-- Begin Data for the task --

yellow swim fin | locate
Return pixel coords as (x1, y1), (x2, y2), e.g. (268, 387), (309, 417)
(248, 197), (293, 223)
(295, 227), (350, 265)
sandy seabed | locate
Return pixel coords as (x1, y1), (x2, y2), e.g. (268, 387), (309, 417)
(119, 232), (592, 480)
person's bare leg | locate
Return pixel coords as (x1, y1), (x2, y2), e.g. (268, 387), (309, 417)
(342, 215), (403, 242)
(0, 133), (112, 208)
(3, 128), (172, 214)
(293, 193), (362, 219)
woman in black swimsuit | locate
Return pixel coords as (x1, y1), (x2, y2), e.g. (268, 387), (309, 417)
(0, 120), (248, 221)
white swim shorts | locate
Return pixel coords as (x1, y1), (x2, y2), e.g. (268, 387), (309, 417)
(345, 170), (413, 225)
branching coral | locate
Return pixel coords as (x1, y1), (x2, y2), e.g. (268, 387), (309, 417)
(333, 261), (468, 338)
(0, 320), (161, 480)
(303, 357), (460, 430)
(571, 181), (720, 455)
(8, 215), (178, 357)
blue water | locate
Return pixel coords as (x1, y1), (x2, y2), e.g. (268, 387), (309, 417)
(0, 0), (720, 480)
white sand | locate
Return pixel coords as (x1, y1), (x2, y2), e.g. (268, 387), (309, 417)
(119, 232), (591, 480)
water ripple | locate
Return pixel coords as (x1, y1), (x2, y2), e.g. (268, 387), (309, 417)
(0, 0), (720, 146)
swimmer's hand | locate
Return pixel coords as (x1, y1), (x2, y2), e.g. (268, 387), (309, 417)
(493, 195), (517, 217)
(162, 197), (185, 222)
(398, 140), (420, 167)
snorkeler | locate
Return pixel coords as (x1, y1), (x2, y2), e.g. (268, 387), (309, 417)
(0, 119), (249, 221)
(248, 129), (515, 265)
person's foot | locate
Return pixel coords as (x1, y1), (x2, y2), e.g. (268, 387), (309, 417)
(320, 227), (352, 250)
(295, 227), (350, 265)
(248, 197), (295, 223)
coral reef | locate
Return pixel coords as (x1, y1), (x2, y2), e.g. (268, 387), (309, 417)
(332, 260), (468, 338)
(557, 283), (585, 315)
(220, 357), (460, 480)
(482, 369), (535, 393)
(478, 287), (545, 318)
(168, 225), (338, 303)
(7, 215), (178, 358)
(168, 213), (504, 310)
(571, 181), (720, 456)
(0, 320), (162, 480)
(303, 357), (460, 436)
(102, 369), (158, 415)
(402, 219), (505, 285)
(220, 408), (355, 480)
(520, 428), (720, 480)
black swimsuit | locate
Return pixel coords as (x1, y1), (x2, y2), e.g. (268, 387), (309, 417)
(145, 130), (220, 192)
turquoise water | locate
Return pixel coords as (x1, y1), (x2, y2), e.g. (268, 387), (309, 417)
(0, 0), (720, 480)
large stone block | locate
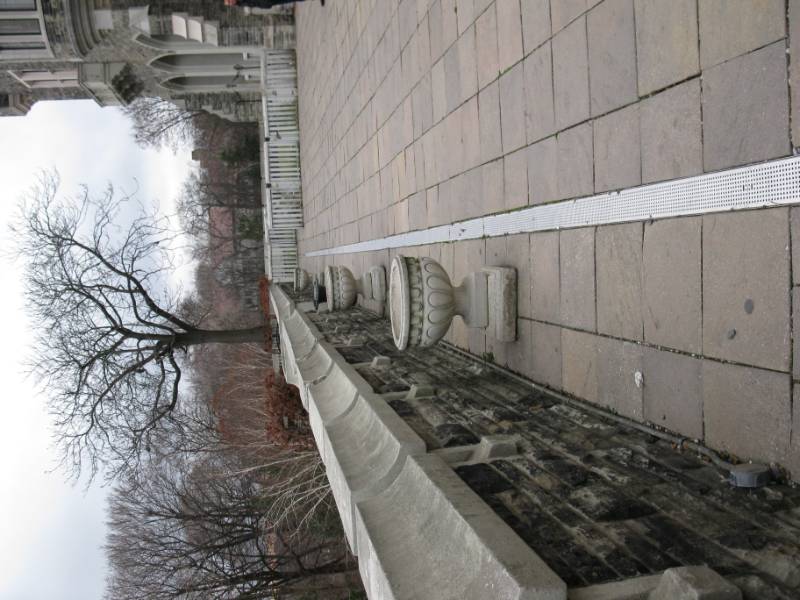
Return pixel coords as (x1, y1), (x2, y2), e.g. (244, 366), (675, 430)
(703, 360), (792, 462)
(500, 63), (525, 154)
(475, 3), (500, 89)
(789, 0), (800, 147)
(478, 81), (503, 162)
(703, 42), (790, 171)
(521, 0), (550, 54)
(556, 123), (594, 198)
(561, 329), (600, 403)
(634, 0), (700, 96)
(587, 0), (637, 115)
(703, 208), (791, 372)
(639, 79), (703, 183)
(594, 104), (642, 192)
(698, 0), (786, 69)
(530, 231), (561, 323)
(642, 217), (703, 353)
(527, 136), (558, 204)
(791, 209), (800, 285)
(550, 0), (586, 33)
(596, 223), (643, 340)
(553, 17), (589, 129)
(595, 336), (644, 421)
(495, 0), (522, 71)
(559, 227), (596, 331)
(456, 26), (478, 102)
(503, 148), (528, 210)
(523, 42), (556, 144)
(527, 321), (561, 389)
(642, 348), (703, 439)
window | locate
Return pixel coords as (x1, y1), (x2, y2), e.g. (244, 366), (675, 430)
(0, 19), (40, 35)
(9, 69), (78, 88)
(0, 0), (36, 10)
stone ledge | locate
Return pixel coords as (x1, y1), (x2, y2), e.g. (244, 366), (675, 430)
(356, 455), (566, 600)
(270, 286), (566, 600)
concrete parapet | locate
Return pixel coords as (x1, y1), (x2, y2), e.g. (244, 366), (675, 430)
(271, 286), (566, 600)
(356, 455), (567, 600)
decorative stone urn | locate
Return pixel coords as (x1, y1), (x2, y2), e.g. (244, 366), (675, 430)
(294, 268), (311, 292)
(325, 265), (386, 311)
(389, 256), (517, 350)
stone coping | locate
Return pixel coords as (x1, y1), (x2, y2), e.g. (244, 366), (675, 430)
(270, 285), (567, 600)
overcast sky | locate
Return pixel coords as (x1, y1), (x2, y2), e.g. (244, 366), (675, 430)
(0, 100), (192, 600)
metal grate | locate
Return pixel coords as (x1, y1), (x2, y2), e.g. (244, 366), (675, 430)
(261, 50), (303, 281)
(306, 157), (800, 256)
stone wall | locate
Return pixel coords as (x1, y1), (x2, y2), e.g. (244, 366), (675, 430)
(278, 288), (800, 600)
(297, 0), (800, 478)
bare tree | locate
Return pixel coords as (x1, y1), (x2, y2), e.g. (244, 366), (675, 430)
(122, 97), (206, 150)
(14, 175), (266, 477)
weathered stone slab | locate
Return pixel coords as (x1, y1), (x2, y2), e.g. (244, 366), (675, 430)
(595, 336), (644, 421)
(703, 208), (791, 372)
(559, 227), (596, 331)
(478, 81), (503, 162)
(500, 63), (525, 154)
(556, 123), (594, 198)
(527, 136), (558, 204)
(698, 0), (791, 69)
(634, 0), (700, 96)
(550, 0), (586, 33)
(703, 360), (792, 462)
(495, 0), (522, 71)
(530, 231), (561, 323)
(642, 217), (703, 353)
(529, 321), (561, 390)
(521, 0), (550, 54)
(703, 41), (790, 171)
(356, 455), (567, 600)
(553, 17), (589, 129)
(642, 348), (703, 439)
(475, 3), (500, 89)
(586, 0), (637, 115)
(593, 104), (642, 192)
(639, 79), (703, 183)
(523, 42), (556, 144)
(596, 223), (643, 340)
(561, 329), (599, 403)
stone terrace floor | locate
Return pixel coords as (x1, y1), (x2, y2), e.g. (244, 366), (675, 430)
(296, 0), (800, 480)
(286, 288), (800, 600)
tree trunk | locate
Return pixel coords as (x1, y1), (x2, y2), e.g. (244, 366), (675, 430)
(180, 325), (267, 347)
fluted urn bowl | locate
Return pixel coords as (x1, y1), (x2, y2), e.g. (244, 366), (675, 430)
(389, 256), (456, 350)
(294, 268), (311, 292)
(325, 265), (357, 311)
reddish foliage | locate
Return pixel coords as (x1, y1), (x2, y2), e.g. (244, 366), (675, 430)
(258, 277), (314, 449)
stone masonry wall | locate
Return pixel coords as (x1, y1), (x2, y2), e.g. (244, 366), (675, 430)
(297, 0), (800, 478)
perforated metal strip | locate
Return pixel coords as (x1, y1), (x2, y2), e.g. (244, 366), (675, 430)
(306, 156), (800, 256)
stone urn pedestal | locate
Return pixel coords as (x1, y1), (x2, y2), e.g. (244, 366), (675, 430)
(389, 256), (517, 350)
(325, 265), (386, 311)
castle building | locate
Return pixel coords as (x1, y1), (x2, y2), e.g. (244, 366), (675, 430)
(0, 0), (294, 121)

-- End Data for the task --

→ Prompt:
Reproduce every item above word for word, leaving out the pictures.

→ Task answer:
yellow swim fin | locate
Return pixel coords as (x1, y1), (x2, y2), e.g. (268, 387), (309, 417)
(248, 197), (293, 223)
(295, 227), (350, 265)
sandy seabed | locate
Return pixel coords as (x1, y1), (x2, y2), e.g. (268, 387), (309, 417)
(119, 232), (592, 480)
person's bare leg | locate
Return pixel coords as (x1, y1), (x2, y2), e.g. (268, 387), (309, 417)
(342, 215), (403, 242)
(0, 133), (112, 208)
(3, 128), (172, 214)
(293, 193), (362, 219)
woman in black swimsuit | locate
Return pixel coords as (x1, y1), (x2, y2), e.g. (268, 387), (309, 417)
(0, 120), (248, 221)
white swim shorts | locate
Return pixel coords as (x1, y1), (x2, y2), e.g. (268, 387), (309, 417)
(345, 170), (413, 225)
branching coral | locate
Return pixel coords as (x1, y1), (x2, y2), e.g. (268, 387), (309, 417)
(333, 261), (468, 338)
(0, 320), (161, 480)
(303, 357), (460, 430)
(571, 181), (720, 455)
(8, 215), (178, 357)
blue water | locate
Return pixel coords as (x1, y1), (x2, y2), e.g. (268, 387), (309, 417)
(0, 0), (720, 480)
white sand | locate
Return pixel coords as (x1, y1), (x2, y2), e.g. (268, 387), (309, 417)
(119, 232), (591, 480)
water ripple | locate
Return pixel coords as (x1, y1), (x2, y2), e.g. (268, 387), (309, 417)
(0, 0), (720, 146)
swimmer's hand | locate
Return pixel coords as (x1, y1), (x2, y2), e.g. (268, 387), (309, 417)
(493, 195), (517, 217)
(162, 197), (185, 222)
(398, 140), (420, 167)
snorkeler | locate
Return pixel coords as (x1, y1), (x2, y2), e.g. (268, 387), (309, 417)
(0, 119), (249, 221)
(248, 129), (515, 265)
person's foot | locate
Return pixel coords as (x1, y1), (x2, y2), e.g. (268, 387), (309, 417)
(320, 227), (352, 250)
(295, 227), (350, 265)
(248, 197), (295, 223)
coral reef | locate
Return pixel coords as (x1, y1), (x2, y2), e.g. (268, 387), (309, 417)
(332, 260), (468, 338)
(557, 283), (585, 315)
(220, 357), (460, 480)
(482, 369), (535, 393)
(478, 287), (545, 318)
(168, 225), (338, 303)
(7, 215), (178, 358)
(168, 213), (504, 310)
(571, 181), (720, 456)
(0, 320), (162, 480)
(303, 357), (460, 436)
(102, 369), (158, 415)
(402, 219), (505, 285)
(220, 408), (355, 480)
(520, 428), (720, 480)
black swimsuit | locate
Return pixel coords as (x1, y1), (x2, y2), e.g. (268, 387), (309, 417)
(145, 130), (220, 192)
turquoise water | locate
Return pixel coords as (x1, y1), (x2, y2), e.g. (268, 387), (309, 417)
(0, 0), (720, 480)
large stone block | locate
Return pixel coords as (x1, y1), (x2, y2), e.g. (244, 366), (675, 430)
(703, 360), (792, 462)
(500, 63), (525, 154)
(475, 3), (500, 89)
(789, 0), (800, 147)
(478, 81), (503, 162)
(703, 42), (790, 171)
(521, 0), (550, 54)
(556, 123), (594, 198)
(561, 329), (600, 403)
(634, 0), (700, 96)
(587, 0), (637, 115)
(703, 208), (791, 372)
(639, 79), (703, 183)
(594, 104), (642, 192)
(698, 0), (786, 69)
(530, 231), (561, 323)
(642, 217), (703, 353)
(527, 136), (558, 204)
(791, 209), (800, 285)
(550, 0), (586, 33)
(596, 223), (643, 340)
(553, 17), (589, 129)
(595, 336), (644, 421)
(495, 0), (522, 71)
(559, 227), (596, 331)
(456, 26), (478, 102)
(503, 148), (528, 210)
(523, 42), (556, 144)
(527, 321), (561, 389)
(642, 348), (703, 439)
window | locate
Return pixel coords as (x1, y1), (x2, y2), e.g. (244, 366), (675, 430)
(0, 19), (40, 35)
(9, 69), (78, 88)
(0, 0), (36, 10)
stone ledge | locate
Return pixel coords as (x1, y1), (x2, y2), e.g. (244, 366), (675, 430)
(356, 455), (566, 600)
(270, 286), (566, 600)
concrete parapet | locate
Return pixel coords as (x1, y1), (x2, y2), e.g. (244, 366), (675, 430)
(271, 286), (566, 600)
(356, 455), (567, 600)
decorative stone urn | locate
Return pixel coords as (x1, y1), (x2, y2), e.g. (244, 366), (675, 430)
(294, 268), (311, 292)
(325, 265), (386, 311)
(389, 256), (517, 350)
stone coping | locate
Return pixel coords as (x1, y1), (x2, y2), e.g. (244, 366), (675, 430)
(270, 285), (567, 600)
overcast sky | locate
Return pixel coords as (x1, y1), (x2, y2), e.g. (244, 366), (675, 430)
(0, 100), (192, 600)
metal grate | locate
Return pixel coords as (x1, y1), (x2, y2), e.g. (244, 366), (675, 430)
(261, 50), (303, 281)
(306, 157), (800, 256)
stone wall | locate
Return pixel coords as (x1, y1), (x2, y2), e.g. (244, 366), (675, 430)
(278, 288), (800, 600)
(297, 0), (800, 478)
bare tree | locate
Return pixel coords as (x1, y1), (x2, y2), e.g. (244, 366), (675, 430)
(122, 97), (206, 150)
(14, 175), (266, 477)
weathered stone slab | locate
Return pixel coords as (x1, y1), (x2, y2), e.g. (244, 366), (675, 430)
(595, 336), (644, 421)
(703, 208), (791, 372)
(559, 227), (596, 331)
(478, 81), (503, 162)
(500, 63), (525, 154)
(556, 123), (594, 198)
(527, 136), (558, 204)
(698, 0), (791, 69)
(634, 0), (700, 96)
(550, 0), (586, 33)
(703, 360), (792, 462)
(495, 0), (522, 71)
(530, 231), (561, 323)
(642, 217), (703, 353)
(529, 321), (561, 390)
(521, 0), (550, 54)
(703, 41), (790, 171)
(356, 455), (567, 600)
(553, 17), (589, 129)
(642, 348), (703, 439)
(475, 3), (500, 89)
(586, 0), (637, 115)
(593, 104), (642, 192)
(639, 79), (703, 183)
(523, 42), (556, 144)
(596, 223), (643, 340)
(561, 329), (599, 403)
stone terrace floor | locate
Return pixel coords as (x1, y1), (x2, y2), e.g. (244, 366), (675, 430)
(296, 0), (800, 480)
(286, 288), (800, 600)
tree trunk | locate
Return pixel coords as (x1, y1), (x2, y2), e.g. (244, 366), (675, 430)
(180, 325), (267, 347)
fluted urn bowl | locate
Return pixel coords as (x1, y1), (x2, y2), e.g. (244, 366), (675, 430)
(389, 256), (456, 350)
(294, 268), (311, 292)
(325, 265), (357, 311)
reddish foliage | locate
Return pixel coords as (x1, y1), (x2, y2), e.g. (244, 366), (675, 430)
(258, 277), (314, 449)
stone masonry wall | locate
Return pixel coords as (x1, y1), (x2, y2), e.g. (244, 366), (675, 430)
(297, 0), (800, 478)
perforated metal strip | locate
Return pixel coords as (x1, y1), (x2, y2), e.g. (244, 366), (675, 430)
(306, 156), (800, 256)
stone urn pedestal | locate
Return pixel coords as (x1, y1), (x2, y2), e.g. (244, 366), (675, 430)
(389, 256), (517, 350)
(325, 265), (386, 311)
castle building | locate
Return pixel coords as (x1, y1), (x2, y2), e.g. (244, 366), (675, 430)
(0, 0), (294, 121)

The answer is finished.